▶ MATERIAL SHOWN
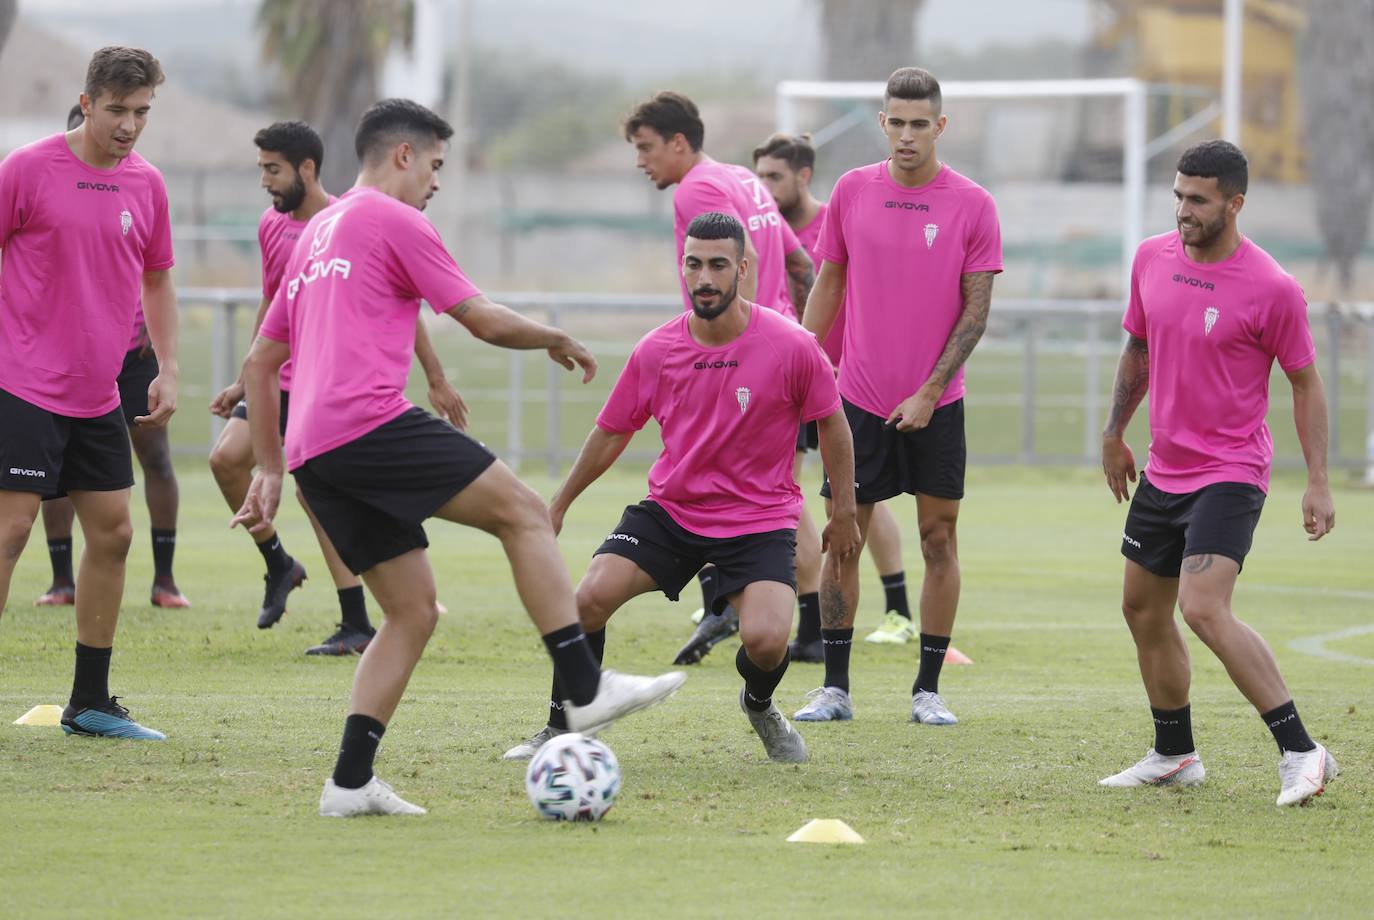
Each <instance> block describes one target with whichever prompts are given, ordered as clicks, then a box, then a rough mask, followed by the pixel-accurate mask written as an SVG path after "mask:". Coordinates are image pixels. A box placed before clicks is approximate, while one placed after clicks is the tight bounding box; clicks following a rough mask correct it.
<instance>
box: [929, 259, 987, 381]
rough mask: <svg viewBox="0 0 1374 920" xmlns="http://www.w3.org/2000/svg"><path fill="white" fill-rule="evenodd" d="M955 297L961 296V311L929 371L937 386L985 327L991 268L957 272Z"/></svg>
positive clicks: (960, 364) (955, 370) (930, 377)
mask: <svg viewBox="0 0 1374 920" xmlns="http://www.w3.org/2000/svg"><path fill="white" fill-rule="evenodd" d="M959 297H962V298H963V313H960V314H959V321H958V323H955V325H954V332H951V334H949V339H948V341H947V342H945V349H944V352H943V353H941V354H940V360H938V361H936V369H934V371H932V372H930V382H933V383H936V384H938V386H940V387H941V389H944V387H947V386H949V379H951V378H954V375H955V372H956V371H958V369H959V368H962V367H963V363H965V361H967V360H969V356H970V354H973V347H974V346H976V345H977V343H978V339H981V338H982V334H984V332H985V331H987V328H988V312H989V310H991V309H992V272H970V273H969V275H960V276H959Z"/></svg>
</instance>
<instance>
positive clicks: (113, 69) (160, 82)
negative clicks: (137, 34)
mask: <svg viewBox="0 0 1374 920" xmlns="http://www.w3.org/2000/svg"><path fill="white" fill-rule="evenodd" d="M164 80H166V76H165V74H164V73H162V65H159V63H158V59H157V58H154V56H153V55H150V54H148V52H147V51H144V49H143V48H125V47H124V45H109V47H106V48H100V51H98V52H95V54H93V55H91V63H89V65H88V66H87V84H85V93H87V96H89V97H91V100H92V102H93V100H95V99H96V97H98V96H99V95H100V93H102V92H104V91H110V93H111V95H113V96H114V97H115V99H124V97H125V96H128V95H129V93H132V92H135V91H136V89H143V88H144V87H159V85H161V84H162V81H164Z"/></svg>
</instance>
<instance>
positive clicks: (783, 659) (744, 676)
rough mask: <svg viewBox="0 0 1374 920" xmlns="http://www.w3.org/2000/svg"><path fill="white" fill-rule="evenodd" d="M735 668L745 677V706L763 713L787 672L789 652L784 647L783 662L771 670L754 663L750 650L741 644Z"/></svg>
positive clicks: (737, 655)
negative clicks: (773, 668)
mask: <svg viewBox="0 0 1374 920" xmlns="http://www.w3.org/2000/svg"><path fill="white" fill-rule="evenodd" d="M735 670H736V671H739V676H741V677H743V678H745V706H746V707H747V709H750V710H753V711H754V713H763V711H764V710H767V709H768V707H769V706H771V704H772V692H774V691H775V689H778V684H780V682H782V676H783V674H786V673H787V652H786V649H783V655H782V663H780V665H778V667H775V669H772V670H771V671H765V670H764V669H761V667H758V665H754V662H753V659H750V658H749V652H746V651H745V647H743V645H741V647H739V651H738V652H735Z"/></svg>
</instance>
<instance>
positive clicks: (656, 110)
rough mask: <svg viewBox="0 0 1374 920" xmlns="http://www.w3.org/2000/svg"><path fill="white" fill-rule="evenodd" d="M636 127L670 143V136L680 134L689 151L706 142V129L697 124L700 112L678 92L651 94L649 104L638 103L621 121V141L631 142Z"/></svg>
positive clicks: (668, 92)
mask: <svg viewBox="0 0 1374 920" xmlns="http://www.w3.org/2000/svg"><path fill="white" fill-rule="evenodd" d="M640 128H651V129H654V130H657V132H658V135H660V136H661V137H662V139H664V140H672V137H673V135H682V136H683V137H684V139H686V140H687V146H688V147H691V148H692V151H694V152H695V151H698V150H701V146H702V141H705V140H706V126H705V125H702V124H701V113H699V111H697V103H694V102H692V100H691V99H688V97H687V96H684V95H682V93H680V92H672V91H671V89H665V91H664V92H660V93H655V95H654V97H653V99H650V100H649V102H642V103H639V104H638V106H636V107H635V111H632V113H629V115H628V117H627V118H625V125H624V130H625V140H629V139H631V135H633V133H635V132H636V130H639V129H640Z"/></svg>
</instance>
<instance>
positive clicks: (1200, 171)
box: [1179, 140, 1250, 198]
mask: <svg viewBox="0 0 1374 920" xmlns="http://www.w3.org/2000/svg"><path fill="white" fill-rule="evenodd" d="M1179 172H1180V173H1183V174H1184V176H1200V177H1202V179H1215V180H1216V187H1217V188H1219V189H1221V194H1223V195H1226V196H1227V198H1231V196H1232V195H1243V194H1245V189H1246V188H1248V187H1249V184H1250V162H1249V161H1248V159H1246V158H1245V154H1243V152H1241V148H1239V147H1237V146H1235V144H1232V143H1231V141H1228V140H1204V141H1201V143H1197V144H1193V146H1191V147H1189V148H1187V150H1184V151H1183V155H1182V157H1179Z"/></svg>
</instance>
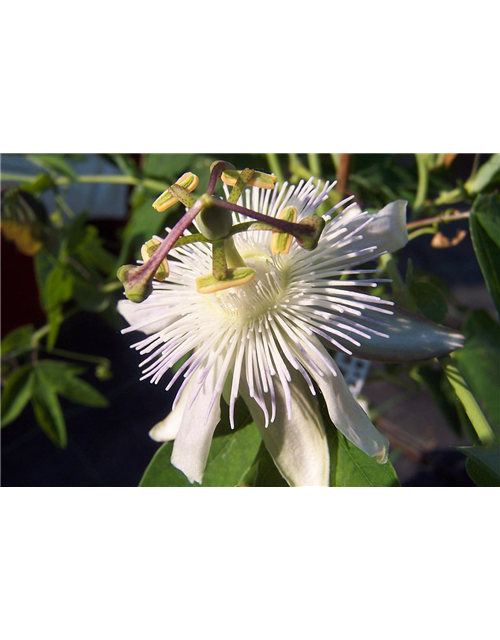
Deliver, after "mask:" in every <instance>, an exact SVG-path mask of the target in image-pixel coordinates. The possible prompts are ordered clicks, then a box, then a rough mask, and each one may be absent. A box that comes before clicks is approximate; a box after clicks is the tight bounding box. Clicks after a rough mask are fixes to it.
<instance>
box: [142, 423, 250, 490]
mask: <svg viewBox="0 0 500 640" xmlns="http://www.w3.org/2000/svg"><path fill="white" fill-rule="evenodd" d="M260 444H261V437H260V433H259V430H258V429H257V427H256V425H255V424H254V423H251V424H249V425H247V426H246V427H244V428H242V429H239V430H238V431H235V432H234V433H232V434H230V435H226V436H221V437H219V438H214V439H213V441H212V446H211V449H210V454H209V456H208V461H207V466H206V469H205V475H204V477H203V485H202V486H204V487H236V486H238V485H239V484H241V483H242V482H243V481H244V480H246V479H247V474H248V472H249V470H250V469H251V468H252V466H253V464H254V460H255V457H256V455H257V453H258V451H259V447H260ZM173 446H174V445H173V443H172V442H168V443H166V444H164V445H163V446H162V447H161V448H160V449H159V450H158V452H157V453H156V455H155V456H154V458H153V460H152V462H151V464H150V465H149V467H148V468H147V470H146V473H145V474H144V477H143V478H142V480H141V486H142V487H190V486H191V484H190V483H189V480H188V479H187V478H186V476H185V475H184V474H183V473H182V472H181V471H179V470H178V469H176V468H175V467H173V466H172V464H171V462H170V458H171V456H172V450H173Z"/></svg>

▶ WHAT YOU HAVE TO DO
Reproduce each record from above exactly; pictures do not belong in the copy.

▶ TASK RESPONSE
Each <instance> block describes one target with whichever prompts are given, ordered as clicks, then a box, then a rough mask, followed by the pixel-accurate mask written as an SVG path after "mask:". Coordinates are image pixels. A box placed before clicks is approximate, while one placed after clicks is the tight bounding box; clicks following a rough mask correct it.
<instance>
box: [929, 259, 987, 381]
rough mask: <svg viewBox="0 0 1374 920" xmlns="http://www.w3.org/2000/svg"><path fill="white" fill-rule="evenodd" d="M955 297L961 296V311L929 371L937 386L985 327L991 268L957 272Z"/></svg>
positive clicks: (960, 364) (955, 370) (930, 377)
mask: <svg viewBox="0 0 1374 920" xmlns="http://www.w3.org/2000/svg"><path fill="white" fill-rule="evenodd" d="M959 297H962V298H963V313H960V314H959V321H958V323H955V325H954V332H951V334H949V339H948V341H947V342H945V349H944V352H943V353H941V354H940V360H938V361H936V369H934V371H932V372H930V382H933V383H936V384H938V386H940V387H941V389H944V387H947V386H949V379H951V378H954V375H955V372H956V371H958V369H959V368H962V367H963V363H965V361H967V360H969V356H970V354H973V347H974V346H976V345H977V343H978V339H981V338H982V334H984V332H985V331H987V328H988V312H989V310H991V309H992V272H970V273H969V275H960V276H959Z"/></svg>
</instance>
<instance>
positive clicks: (113, 69) (160, 82)
negative clicks: (137, 34)
mask: <svg viewBox="0 0 1374 920" xmlns="http://www.w3.org/2000/svg"><path fill="white" fill-rule="evenodd" d="M164 80H166V76H165V74H164V73H162V65H159V63H158V59H157V58H154V56H153V55H150V54H148V52H147V51H144V49H143V48H125V47H124V45H109V47H106V48H100V51H98V52H95V54H93V55H91V63H89V65H88V66H87V84H85V93H87V96H89V97H91V100H92V102H93V100H95V99H96V97H98V96H99V95H100V93H102V92H104V91H110V93H111V95H113V96H114V97H115V99H124V97H125V96H128V95H129V93H132V92H135V91H136V89H143V88H144V87H159V85H161V84H162V81H164Z"/></svg>
</instance>
<instance>
positive clicks: (783, 659) (744, 676)
rough mask: <svg viewBox="0 0 1374 920" xmlns="http://www.w3.org/2000/svg"><path fill="white" fill-rule="evenodd" d="M735 668L745 677V706L763 713L787 672L789 652L784 647L783 662L771 670L754 663L750 650L741 644Z"/></svg>
positive clicks: (737, 655)
negative clicks: (773, 668)
mask: <svg viewBox="0 0 1374 920" xmlns="http://www.w3.org/2000/svg"><path fill="white" fill-rule="evenodd" d="M735 670H736V671H739V676H741V677H743V678H745V706H746V707H747V709H750V710H753V711H754V713H763V711H764V710H767V709H768V707H769V706H771V704H772V692H774V691H775V689H778V684H780V682H782V676H783V674H786V673H787V652H786V649H783V655H782V663H780V665H778V667H775V669H772V670H771V671H765V670H764V669H761V667H758V665H754V662H753V659H750V658H749V652H746V651H745V647H743V645H741V647H739V651H738V652H735Z"/></svg>
</instance>
<instance>
positive clicks: (656, 110)
rough mask: <svg viewBox="0 0 1374 920" xmlns="http://www.w3.org/2000/svg"><path fill="white" fill-rule="evenodd" d="M636 127L670 143V136L680 134L689 151L706 142V129L697 124L700 112L678 92L651 94L649 104L638 103L621 121V141L631 142Z"/></svg>
positive clicks: (668, 92)
mask: <svg viewBox="0 0 1374 920" xmlns="http://www.w3.org/2000/svg"><path fill="white" fill-rule="evenodd" d="M640 128H651V129H654V130H657V132H658V135H660V136H661V137H662V139H664V140H672V137H673V135H682V136H683V137H684V139H686V140H687V146H688V147H691V148H692V151H694V152H695V151H698V150H701V146H702V141H705V140H706V126H705V125H702V124H701V113H699V111H697V103H694V102H692V100H691V99H688V97H687V96H684V95H682V93H680V92H672V91H671V89H665V91H664V92H660V93H655V95H654V97H653V99H650V100H649V102H642V103H639V104H638V106H636V107H635V111H632V113H629V115H628V117H627V118H625V125H624V130H625V140H629V139H631V135H633V133H635V132H636V130H639V129H640Z"/></svg>
</instance>
<instance>
positive clicks: (1200, 171)
box: [1179, 140, 1250, 198]
mask: <svg viewBox="0 0 1374 920" xmlns="http://www.w3.org/2000/svg"><path fill="white" fill-rule="evenodd" d="M1179 172H1180V173H1183V174H1184V176H1200V177H1202V179H1215V180H1216V187H1217V188H1219V189H1221V194H1223V195H1226V196H1227V198H1231V196H1232V195H1243V194H1245V189H1246V188H1248V187H1249V184H1250V162H1249V161H1248V159H1246V158H1245V154H1243V152H1241V148H1239V147H1237V146H1235V144H1232V143H1231V141H1228V140H1204V141H1201V143H1197V144H1193V146H1191V147H1189V148H1187V150H1184V151H1183V155H1182V157H1179Z"/></svg>
</instance>
Deliver, after "mask:" in every <instance>, an exact SVG-path mask of the target in image-pixel coordinates. The possible prompts are ordered clicks, then a box, then a rough mask, and each one may be absent. A box that comes before clicks is approximate; a box after clicks is the tight bounding box. Clicks after a rough mask are fixes to it.
<instance>
box: [142, 423, 250, 490]
mask: <svg viewBox="0 0 500 640" xmlns="http://www.w3.org/2000/svg"><path fill="white" fill-rule="evenodd" d="M260 444H261V437H260V433H259V430H258V429H257V427H256V425H255V424H254V423H251V424H249V425H247V426H246V427H244V428H242V429H239V430H238V431H235V432H234V433H232V434H230V435H226V436H221V437H219V438H214V439H213V441H212V446H211V449H210V454H209V456H208V461H207V466H206V469H205V475H204V477H203V485H202V486H204V487H236V486H238V485H239V484H241V483H242V482H243V481H244V480H246V479H247V474H248V472H249V470H250V469H251V468H252V466H253V464H254V460H255V457H256V455H257V453H258V451H259V447H260ZM173 446H174V445H173V443H172V442H168V443H166V444H164V445H163V446H162V447H161V448H160V449H159V450H158V452H157V453H156V455H155V456H154V458H153V460H152V462H151V464H150V465H149V467H148V468H147V470H146V473H145V474H144V477H143V478H142V480H141V486H142V487H190V486H191V484H190V483H189V480H188V479H187V478H186V476H185V475H184V474H183V473H182V472H181V471H179V470H178V469H176V468H175V467H173V466H172V464H171V462H170V458H171V456H172V450H173Z"/></svg>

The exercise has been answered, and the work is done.